### What to work on:
Within the entries that follow, show each line where the word "below" occurs.

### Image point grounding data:
+++
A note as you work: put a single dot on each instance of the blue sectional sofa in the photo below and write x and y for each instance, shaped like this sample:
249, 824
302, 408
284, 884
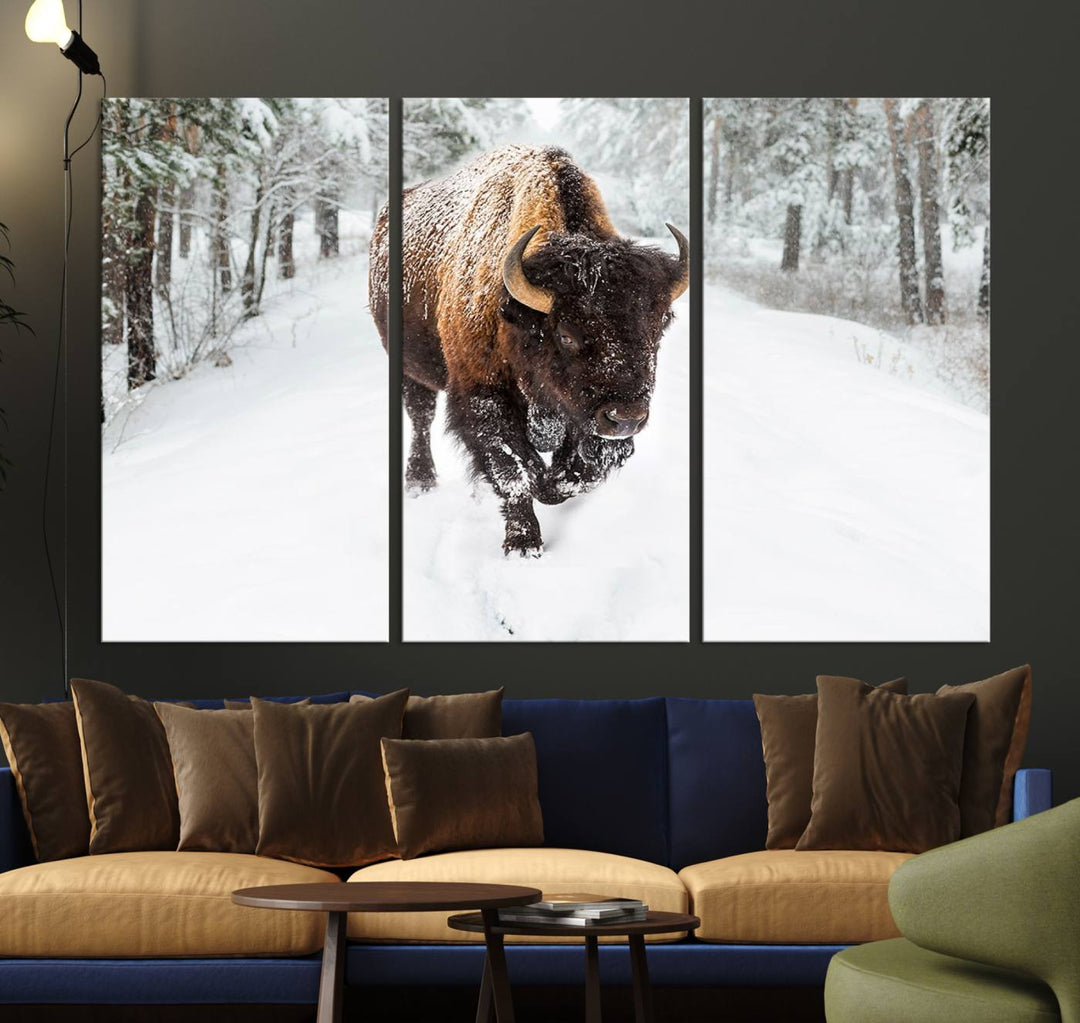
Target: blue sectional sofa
662, 783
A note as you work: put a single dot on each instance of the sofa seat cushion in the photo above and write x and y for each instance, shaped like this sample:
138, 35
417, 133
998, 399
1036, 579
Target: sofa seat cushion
896, 980
152, 904
783, 896
550, 870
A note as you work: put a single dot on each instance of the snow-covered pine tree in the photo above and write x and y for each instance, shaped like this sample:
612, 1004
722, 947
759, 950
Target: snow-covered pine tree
966, 131
639, 151
909, 297
926, 144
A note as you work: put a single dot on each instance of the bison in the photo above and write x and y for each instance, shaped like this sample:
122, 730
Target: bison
539, 321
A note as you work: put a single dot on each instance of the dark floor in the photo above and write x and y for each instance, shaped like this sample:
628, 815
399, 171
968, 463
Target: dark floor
430, 1005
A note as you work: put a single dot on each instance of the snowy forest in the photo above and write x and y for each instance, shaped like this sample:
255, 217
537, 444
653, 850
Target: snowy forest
637, 149
875, 211
243, 382
202, 204
847, 369
616, 561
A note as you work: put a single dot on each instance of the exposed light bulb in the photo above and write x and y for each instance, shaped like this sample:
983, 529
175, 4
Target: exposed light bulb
45, 23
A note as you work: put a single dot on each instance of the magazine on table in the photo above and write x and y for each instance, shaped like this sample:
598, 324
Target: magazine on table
576, 910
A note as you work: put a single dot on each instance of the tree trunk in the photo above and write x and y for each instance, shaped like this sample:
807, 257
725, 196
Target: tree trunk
138, 290
286, 265
163, 268
930, 213
219, 250
247, 285
793, 236
112, 279
848, 174
187, 201
984, 280
847, 191
714, 167
267, 248
905, 215
166, 200
326, 224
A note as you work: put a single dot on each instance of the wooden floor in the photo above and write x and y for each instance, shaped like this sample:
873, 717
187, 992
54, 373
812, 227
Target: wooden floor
427, 1005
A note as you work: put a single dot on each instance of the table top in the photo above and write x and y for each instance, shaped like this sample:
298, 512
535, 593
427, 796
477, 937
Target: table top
655, 923
385, 897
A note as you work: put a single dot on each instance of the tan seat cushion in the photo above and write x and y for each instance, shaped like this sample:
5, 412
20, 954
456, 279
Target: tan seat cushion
151, 904
550, 870
782, 896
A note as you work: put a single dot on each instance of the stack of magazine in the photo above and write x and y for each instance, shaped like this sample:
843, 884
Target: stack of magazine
576, 910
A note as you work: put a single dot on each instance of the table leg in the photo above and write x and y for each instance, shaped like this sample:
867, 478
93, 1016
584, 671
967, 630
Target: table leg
643, 991
592, 980
497, 967
485, 1005
332, 981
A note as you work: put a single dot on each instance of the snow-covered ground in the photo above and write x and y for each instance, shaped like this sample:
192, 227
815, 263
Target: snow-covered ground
616, 561
248, 502
844, 501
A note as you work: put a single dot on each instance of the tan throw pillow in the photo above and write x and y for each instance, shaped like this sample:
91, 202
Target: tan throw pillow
41, 743
464, 715
788, 724
994, 746
217, 780
462, 793
887, 768
322, 795
126, 769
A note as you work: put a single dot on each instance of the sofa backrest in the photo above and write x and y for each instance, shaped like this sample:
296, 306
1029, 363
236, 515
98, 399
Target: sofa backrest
603, 772
716, 780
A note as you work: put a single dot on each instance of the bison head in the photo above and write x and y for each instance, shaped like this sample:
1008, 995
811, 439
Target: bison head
584, 319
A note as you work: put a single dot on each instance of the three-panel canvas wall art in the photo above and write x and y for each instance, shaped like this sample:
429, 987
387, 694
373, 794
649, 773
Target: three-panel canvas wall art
545, 312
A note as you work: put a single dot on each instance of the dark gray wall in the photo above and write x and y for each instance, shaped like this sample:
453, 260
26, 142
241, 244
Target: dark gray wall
556, 48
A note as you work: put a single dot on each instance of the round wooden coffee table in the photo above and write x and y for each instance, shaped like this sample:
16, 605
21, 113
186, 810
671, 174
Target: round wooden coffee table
495, 966
339, 900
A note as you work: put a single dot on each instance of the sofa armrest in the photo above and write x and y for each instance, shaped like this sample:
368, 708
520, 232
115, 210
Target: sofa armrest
15, 848
1033, 792
1008, 898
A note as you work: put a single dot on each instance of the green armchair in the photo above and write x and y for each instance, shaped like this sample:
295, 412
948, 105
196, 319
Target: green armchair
991, 933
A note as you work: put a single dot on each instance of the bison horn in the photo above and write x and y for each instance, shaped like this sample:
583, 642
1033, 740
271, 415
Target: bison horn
517, 283
684, 263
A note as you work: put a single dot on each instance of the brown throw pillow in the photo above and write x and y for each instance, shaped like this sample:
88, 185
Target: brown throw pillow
126, 769
466, 715
887, 768
322, 794
993, 748
788, 724
41, 743
217, 781
462, 793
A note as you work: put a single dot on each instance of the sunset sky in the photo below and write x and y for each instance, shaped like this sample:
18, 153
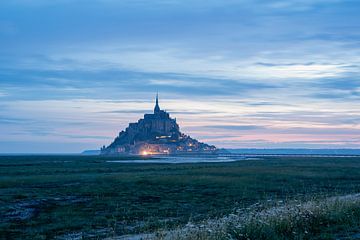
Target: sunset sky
234, 73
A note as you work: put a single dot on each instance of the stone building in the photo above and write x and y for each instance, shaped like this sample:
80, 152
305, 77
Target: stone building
156, 133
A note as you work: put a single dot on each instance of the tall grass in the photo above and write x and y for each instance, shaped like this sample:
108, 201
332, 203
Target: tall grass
317, 219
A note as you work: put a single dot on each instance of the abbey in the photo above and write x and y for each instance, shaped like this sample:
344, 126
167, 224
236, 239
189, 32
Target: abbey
155, 134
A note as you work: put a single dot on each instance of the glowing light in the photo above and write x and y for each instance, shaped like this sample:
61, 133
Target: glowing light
145, 153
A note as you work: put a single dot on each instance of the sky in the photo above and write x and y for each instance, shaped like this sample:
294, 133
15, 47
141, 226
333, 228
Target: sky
235, 73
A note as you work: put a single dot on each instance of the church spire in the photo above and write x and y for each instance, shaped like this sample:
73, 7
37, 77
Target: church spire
157, 108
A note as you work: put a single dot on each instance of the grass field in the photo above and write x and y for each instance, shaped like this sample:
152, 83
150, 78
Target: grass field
45, 197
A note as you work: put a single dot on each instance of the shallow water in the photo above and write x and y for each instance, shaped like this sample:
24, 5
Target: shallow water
182, 159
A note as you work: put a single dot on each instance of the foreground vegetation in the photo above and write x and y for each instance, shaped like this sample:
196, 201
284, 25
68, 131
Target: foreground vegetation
45, 197
336, 217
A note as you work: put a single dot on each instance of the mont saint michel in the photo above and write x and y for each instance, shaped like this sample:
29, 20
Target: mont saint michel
156, 134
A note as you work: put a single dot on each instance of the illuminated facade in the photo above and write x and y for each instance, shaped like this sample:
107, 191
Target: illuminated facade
155, 134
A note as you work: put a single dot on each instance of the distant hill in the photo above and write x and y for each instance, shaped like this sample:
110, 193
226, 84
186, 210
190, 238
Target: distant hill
291, 151
91, 152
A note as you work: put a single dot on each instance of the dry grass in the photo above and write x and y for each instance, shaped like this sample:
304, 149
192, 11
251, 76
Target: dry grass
310, 220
+++
### Response to this task:
A note as you work: put a single dot on each instance of the blue sectional sofa in the photo below and write x and y for each instance, shaped like this sample:
A note as you work: put a single dot on each instance of the sunset sky in the photo below and write x and y for each instance, shaped like this sample:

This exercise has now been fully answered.